▶ [EXERCISE] What you write should be the line containing "the house seen" followed by every line after it to the end of the listing, exactly as given, and nothing more.

▶ [TASK MATERIAL]
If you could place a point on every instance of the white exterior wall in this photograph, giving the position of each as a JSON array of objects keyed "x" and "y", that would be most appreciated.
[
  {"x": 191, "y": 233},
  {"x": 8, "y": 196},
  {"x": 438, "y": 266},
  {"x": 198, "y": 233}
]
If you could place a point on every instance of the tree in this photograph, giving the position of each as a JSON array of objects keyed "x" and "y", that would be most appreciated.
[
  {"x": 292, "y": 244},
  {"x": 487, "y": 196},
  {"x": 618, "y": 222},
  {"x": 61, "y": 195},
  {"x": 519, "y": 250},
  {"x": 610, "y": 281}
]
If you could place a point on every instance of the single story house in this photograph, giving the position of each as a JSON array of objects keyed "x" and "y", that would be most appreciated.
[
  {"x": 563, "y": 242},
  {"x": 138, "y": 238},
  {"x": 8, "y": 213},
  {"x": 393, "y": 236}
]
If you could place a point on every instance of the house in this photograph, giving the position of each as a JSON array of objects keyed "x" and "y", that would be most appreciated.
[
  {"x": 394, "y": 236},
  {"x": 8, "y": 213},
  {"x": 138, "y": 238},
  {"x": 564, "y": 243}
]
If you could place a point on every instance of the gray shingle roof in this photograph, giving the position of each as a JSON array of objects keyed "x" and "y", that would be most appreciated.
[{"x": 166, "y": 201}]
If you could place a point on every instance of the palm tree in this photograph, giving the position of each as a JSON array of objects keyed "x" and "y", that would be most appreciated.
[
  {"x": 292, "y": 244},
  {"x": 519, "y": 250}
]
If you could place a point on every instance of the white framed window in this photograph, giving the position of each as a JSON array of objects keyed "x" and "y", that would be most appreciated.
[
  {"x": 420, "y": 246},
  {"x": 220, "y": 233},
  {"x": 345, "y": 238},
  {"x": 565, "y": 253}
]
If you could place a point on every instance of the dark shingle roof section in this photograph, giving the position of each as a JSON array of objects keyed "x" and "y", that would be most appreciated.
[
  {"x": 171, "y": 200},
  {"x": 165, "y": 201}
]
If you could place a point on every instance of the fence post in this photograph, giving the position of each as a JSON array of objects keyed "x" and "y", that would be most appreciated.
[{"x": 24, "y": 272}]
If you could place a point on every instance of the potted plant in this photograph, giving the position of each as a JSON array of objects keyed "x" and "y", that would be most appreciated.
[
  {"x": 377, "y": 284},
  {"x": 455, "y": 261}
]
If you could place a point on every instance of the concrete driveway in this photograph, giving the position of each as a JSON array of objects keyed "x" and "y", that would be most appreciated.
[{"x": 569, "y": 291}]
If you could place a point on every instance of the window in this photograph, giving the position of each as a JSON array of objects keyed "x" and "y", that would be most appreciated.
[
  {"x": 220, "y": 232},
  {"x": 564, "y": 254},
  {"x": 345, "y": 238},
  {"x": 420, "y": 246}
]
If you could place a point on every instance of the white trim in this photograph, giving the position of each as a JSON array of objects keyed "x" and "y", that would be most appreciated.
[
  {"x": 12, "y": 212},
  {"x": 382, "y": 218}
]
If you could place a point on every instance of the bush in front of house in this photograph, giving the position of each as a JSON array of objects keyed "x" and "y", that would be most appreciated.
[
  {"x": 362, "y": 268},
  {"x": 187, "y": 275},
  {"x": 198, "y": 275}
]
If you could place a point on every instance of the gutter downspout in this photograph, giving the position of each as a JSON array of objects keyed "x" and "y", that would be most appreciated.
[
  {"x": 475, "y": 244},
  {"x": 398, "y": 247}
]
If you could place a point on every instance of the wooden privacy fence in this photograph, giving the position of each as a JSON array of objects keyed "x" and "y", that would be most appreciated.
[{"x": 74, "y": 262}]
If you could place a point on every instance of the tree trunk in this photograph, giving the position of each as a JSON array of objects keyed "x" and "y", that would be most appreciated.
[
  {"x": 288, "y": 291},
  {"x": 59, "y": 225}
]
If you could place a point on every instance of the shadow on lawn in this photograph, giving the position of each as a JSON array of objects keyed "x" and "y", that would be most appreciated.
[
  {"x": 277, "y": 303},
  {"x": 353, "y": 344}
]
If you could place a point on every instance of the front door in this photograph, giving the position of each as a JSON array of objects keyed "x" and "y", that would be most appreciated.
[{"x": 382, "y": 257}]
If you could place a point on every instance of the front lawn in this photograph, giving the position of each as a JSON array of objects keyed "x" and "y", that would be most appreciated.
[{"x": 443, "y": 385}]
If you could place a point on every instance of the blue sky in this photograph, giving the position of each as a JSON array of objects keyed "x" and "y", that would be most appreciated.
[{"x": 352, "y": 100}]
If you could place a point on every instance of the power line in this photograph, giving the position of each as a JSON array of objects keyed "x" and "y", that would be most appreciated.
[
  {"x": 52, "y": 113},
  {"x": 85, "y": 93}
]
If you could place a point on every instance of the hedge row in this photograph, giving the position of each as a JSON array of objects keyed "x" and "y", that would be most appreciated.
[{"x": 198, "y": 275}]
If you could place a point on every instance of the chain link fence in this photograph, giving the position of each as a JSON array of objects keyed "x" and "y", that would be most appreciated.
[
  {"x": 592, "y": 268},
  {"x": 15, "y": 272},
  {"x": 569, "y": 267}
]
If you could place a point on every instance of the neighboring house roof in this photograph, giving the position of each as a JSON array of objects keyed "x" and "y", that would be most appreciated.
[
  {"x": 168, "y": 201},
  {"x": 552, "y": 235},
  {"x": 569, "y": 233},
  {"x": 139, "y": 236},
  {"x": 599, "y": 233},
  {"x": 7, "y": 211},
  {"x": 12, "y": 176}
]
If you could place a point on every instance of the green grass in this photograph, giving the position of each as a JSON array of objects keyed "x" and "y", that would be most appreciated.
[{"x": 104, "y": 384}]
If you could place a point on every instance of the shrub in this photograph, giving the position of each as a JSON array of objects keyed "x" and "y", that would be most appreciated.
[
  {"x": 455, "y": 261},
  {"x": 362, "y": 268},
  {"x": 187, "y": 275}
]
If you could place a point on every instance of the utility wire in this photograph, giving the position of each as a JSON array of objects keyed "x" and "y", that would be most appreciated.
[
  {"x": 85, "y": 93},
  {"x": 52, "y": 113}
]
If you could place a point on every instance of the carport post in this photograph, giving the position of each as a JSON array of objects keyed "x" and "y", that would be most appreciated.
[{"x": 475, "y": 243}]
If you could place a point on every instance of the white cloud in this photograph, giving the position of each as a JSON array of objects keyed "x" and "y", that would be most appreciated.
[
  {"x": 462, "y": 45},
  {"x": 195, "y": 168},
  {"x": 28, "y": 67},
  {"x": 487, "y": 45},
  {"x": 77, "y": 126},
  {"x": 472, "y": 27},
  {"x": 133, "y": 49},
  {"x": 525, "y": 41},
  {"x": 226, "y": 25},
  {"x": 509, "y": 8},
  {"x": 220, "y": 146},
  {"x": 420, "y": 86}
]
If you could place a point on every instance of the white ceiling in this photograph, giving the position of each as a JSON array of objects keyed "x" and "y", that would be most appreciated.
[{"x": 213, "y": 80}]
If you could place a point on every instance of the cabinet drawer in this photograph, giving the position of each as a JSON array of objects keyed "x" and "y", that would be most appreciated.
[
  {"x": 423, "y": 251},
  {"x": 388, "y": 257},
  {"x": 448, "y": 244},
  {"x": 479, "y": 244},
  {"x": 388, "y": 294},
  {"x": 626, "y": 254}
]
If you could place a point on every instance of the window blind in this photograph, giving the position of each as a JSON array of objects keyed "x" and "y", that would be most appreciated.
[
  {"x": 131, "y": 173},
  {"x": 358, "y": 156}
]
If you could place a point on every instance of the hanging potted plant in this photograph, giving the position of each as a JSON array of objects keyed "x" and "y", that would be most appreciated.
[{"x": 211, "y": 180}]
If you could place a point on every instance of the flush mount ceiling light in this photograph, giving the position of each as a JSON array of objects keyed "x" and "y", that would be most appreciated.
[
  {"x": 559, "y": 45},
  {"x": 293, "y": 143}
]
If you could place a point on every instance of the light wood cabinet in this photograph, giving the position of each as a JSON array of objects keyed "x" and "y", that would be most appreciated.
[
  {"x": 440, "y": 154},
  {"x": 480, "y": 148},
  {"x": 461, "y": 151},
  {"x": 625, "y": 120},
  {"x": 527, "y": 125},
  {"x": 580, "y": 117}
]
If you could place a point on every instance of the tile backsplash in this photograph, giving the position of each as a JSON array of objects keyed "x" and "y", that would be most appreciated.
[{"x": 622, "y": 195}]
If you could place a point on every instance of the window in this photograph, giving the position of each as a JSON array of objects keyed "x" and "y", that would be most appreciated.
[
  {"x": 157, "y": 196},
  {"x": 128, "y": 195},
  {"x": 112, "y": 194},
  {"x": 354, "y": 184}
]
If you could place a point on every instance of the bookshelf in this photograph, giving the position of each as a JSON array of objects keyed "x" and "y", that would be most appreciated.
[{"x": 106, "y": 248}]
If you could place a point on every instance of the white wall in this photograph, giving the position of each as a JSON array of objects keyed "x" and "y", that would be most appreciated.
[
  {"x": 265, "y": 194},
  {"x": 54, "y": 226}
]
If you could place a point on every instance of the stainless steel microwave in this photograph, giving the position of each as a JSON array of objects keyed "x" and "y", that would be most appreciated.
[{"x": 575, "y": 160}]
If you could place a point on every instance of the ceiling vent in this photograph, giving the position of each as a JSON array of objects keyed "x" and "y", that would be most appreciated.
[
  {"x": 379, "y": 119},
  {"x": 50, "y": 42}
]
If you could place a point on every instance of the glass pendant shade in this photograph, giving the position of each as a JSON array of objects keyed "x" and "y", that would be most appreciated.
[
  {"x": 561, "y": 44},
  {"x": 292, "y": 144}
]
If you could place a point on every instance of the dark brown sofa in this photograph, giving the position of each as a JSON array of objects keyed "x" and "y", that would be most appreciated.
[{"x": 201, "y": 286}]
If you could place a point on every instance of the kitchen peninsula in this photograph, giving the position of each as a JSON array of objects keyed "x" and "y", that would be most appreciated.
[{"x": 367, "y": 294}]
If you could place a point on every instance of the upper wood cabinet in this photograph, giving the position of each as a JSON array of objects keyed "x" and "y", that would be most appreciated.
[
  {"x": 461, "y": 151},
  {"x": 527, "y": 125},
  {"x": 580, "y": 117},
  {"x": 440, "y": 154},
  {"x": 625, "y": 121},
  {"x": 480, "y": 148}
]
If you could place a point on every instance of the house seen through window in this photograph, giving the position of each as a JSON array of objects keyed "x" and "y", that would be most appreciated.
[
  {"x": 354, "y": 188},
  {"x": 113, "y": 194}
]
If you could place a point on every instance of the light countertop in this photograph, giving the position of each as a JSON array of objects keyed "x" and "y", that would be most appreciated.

▶ [REPLY TO THE TASK]
If you could place a point on every instance of the house seen through window in this photograph, giving the position of each as a JSON array of objects keyed "x" and "y", that would be most appreciated.
[
  {"x": 354, "y": 188},
  {"x": 113, "y": 194}
]
If you could place a point on every instance of the light countertop in this photograph, giving the position of each as a JSON array of objects keyed "x" and "y", that would be most appreciated.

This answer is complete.